Alternative using polar coordinates to simplify the expression for \(I_c\):
In polar form, we have \(1 + 2i = re^{i \phi}\), where \(r = \sqrt{5}\) and \(\phi = \text{arg} (1 + 2i) = \text{tan}^{-1} (2)\) in the first quadrant. Then:
\(I_c = \dfrac{e^{x(1 + 2i)}}{\sqrt{5} e^{i \phi}} = \dfrac{e^x}{\sqrt{5}} e^{i(2x - \phi)} = \dfrac{e^x}{\sqrt{5}} (\cos (2x - \phi) + i \sin (2x - \phi))\).

[Bounding-box records]
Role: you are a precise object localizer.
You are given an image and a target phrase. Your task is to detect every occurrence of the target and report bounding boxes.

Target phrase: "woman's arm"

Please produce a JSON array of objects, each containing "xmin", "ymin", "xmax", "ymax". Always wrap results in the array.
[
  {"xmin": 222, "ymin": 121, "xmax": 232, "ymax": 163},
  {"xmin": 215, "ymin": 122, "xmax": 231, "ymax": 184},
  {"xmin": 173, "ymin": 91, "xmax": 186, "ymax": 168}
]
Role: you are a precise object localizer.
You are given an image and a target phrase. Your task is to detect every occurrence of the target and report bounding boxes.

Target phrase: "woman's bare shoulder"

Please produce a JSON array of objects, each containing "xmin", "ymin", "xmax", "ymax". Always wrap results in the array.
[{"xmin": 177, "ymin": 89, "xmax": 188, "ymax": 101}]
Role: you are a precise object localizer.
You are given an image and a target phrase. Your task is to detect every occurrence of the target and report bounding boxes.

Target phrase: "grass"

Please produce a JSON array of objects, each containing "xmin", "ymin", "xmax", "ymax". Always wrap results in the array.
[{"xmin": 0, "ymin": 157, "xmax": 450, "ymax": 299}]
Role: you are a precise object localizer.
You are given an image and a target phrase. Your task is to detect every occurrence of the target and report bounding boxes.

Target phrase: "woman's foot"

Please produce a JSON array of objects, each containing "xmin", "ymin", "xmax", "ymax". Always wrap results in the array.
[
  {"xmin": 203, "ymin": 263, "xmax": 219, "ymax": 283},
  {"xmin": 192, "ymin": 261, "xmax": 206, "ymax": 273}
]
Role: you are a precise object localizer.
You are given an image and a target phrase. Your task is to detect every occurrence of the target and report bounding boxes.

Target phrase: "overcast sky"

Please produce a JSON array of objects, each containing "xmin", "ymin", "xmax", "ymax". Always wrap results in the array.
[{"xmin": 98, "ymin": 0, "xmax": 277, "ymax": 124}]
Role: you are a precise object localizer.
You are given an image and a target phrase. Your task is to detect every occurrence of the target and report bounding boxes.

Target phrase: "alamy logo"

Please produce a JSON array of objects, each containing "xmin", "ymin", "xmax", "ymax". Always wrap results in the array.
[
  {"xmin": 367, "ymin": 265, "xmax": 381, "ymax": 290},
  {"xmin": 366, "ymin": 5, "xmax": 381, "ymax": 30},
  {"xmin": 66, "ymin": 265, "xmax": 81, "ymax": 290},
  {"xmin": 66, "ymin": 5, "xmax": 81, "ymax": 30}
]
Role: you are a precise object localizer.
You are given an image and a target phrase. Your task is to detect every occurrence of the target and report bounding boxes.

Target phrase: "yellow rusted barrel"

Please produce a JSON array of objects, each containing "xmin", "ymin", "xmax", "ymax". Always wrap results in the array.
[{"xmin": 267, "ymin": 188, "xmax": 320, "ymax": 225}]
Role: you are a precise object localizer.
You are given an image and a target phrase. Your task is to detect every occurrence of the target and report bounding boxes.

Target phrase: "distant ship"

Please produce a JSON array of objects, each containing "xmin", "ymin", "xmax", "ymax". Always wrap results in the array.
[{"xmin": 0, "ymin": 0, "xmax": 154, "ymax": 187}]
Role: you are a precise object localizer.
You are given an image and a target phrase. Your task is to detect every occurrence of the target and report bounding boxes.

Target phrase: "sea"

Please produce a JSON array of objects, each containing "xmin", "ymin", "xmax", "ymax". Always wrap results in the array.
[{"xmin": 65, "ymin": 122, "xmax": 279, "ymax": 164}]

Problem to work on:
In the derivation of \(I_c\) using polar coordinates, what is \(\phi\) defined to be?

Completed exercise:
\(\phi = \text{arg}(1 + 2i) = \text{tan}^{-1}(2)\), in the first quadrant.